-- START Page text --

IXF’s mother lodged a complaint with West Mercia Police concerning IXF’s arrest and treatment whilst he was being detained at the police station. In February 2022 and with the assistance of his solicitor, Sebastian Del Monte of Hodge Jones & Allen, IXF appealed West Mercia Police’s decision to an “Independent Appeals Panel”. In a written decision described as “surprisingly brief” by the High Court (amounting to a two-page letter and dealing with the substantive issues of the appeal in a few short sentences) the Appeals panel rejected IXF’s complaint.
The Appeal Panel’s decision was then challenged at the High Court by way of judicial review. A hearing took place on 15 September 2023 at the High Court of Justice sitting in Birmingham in front of HHJ Worster. His judgment was then handed down and circulated on 13 October 2023.
At the High Court, IXF was represented by Sebastian Del Monte of Hodge Jones & Allen and Leonie Hirst of Doughty Street Chambers. Following a day of legal argument, the court concluded in its judgment that:
“Standing back, and having read and re-read the appeal decision, the confused approach and the inadequate reasons leave me in serious doubt as to whether the issue of the Claimant’s arrest was considered afresh by the panel in accordance with Statutory Guidance…”1
The Appeal Panel’s decision was determined to be unlawful and so was quashed and sent back to the Appeal’s Panel to be re-determined.

-- END Page text --
-- START Material supplied --

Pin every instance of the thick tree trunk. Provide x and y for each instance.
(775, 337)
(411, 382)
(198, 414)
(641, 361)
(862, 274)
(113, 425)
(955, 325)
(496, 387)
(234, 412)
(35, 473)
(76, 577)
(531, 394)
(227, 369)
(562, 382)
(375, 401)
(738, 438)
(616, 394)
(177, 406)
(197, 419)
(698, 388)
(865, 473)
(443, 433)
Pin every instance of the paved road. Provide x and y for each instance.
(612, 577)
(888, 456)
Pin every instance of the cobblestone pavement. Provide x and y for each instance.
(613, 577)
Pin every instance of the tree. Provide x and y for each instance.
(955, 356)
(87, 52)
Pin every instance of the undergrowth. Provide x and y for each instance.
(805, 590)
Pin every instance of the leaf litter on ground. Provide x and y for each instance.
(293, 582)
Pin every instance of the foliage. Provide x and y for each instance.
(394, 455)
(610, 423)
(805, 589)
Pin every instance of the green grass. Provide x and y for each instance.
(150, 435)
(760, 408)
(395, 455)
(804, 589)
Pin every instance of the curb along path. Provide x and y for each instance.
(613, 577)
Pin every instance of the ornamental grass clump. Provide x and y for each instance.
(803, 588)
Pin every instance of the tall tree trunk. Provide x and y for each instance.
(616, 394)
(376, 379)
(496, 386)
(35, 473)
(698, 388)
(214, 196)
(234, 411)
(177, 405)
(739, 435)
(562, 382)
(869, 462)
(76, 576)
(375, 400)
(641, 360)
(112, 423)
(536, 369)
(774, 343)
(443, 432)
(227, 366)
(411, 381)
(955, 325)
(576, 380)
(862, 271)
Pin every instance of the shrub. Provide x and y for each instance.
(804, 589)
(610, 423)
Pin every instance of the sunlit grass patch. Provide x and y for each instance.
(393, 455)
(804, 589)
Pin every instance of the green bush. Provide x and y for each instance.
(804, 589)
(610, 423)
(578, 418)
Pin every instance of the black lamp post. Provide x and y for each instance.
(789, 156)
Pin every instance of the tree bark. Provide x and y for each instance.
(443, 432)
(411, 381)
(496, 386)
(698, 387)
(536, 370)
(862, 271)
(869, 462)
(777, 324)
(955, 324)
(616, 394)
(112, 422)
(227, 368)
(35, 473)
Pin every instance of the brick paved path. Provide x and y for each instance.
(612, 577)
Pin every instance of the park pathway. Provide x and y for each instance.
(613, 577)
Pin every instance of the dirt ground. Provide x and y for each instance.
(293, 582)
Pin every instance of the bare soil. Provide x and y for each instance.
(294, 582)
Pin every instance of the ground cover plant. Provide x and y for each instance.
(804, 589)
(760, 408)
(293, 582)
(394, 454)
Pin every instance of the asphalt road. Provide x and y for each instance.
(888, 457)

-- END Material supplied --

● **What the exercise asks**
Copy the passage of the judicial review text above verbatim, from "At the High Court, IXF" through "to be re-determined.", inclusive.

● **Output of the exercise**
At the High Court, IXF was represented by Sebastian Del Monte of Hodge Jones & Allen and Leonie Hirst of Doughty Street Chambers. Following a day of legal argument, the court concluded in its judgment that:
“Standing back, and having read and re-read the appeal decision, the confused approach and the inadequate reasons leave me in serious doubt as to whether the issue of the Claimant’s arrest was considered afresh by the panel in accordance with Statutory Guidance…”1
The Appeal Panel’s decision was determined to be unlawful and so was quashed and sent back to the Appeal’s Panel to be re-determined.